*** Begin section ***

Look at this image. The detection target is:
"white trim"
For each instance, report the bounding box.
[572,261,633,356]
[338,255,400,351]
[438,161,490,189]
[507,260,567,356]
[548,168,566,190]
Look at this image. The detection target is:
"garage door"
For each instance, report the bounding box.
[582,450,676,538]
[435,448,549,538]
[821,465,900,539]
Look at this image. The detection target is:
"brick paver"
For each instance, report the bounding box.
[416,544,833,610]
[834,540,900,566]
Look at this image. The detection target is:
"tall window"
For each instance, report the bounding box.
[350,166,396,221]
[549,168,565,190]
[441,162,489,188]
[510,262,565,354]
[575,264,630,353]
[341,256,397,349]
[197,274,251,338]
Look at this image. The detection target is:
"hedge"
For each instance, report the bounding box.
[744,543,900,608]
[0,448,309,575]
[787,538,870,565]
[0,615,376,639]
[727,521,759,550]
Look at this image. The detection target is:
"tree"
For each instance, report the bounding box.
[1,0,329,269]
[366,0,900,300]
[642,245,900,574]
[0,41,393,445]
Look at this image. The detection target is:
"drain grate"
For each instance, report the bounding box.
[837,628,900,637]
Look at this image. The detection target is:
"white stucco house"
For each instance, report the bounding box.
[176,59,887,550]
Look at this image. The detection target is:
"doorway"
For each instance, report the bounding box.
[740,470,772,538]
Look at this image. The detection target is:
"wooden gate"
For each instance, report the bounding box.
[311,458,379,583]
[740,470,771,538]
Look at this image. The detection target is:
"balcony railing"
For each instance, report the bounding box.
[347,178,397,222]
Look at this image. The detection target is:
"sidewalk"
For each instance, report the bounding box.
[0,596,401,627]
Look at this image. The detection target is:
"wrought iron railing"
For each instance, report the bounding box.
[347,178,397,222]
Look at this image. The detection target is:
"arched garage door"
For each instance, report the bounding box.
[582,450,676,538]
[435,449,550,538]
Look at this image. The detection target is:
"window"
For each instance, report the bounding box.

*** End section ***

◆ ACTIVITY ◆
Start to finish, output the whole listing exactly.

◆ TASK ANSWER ◆
Look at this image. The detection target is:
"white trim"
For each instance, report the bounding box.
[572,261,633,356]
[338,255,400,351]
[438,161,490,189]
[507,260,567,356]
[548,168,566,190]
Look at this image. The detection target is:
"garage door"
For each instance, report the bounding box.
[582,450,676,538]
[435,448,549,538]
[821,465,900,539]
Look at this image. The detection target is:
"brick paver"
For each instance, report the bounding box.
[416,544,833,610]
[834,540,900,566]
Look at this image. The detection target is:
"tall window"
For each instance, report the bounding box.
[350,166,396,221]
[549,168,565,190]
[441,162,489,188]
[510,262,565,354]
[575,264,630,353]
[341,256,397,349]
[197,274,251,338]
Look at this image. The detection target is:
"hedge"
For each instance, report the bounding box.
[744,543,900,608]
[0,448,309,575]
[787,538,870,565]
[0,615,376,639]
[727,521,759,550]
Look at this image. The detection target is:
"tree"
For each instance, report the bounding box.
[1,0,329,269]
[366,0,900,300]
[642,245,900,574]
[0,41,393,445]
Look at this image. The detection target is:
"drain grate"
For each instance, report the bounding box.
[837,628,900,637]
Look at this image. The detection target is:
"white stucco house"
For each instance, report the bounding box.
[176,59,887,550]
Look at this image. The detection target is:
"doorway"
For each instance, report the bounding box.
[740,470,772,538]
Look at this image. The detection target is:
"wooden gate"
For each instance, report the bounding box.
[311,458,379,583]
[740,470,771,538]
Look at this image. The detection target is:
"balcony railing"
For each instance, report the bounding box.
[347,178,397,222]
Look at this image. The detection target is:
"sidewalk"
For each instance, report the bounding box.
[0,596,401,627]
Look at this image. The detection target is:
"wrought iron railing"
For each instance, report the bounding box.
[347,178,397,222]
Look at this image. The detection target is:
"arched garage door"
For each instance, report the bounding box.
[582,450,676,538]
[435,449,550,538]
Look at this image. The detection target is:
"window"
For each instance, report the bounding box.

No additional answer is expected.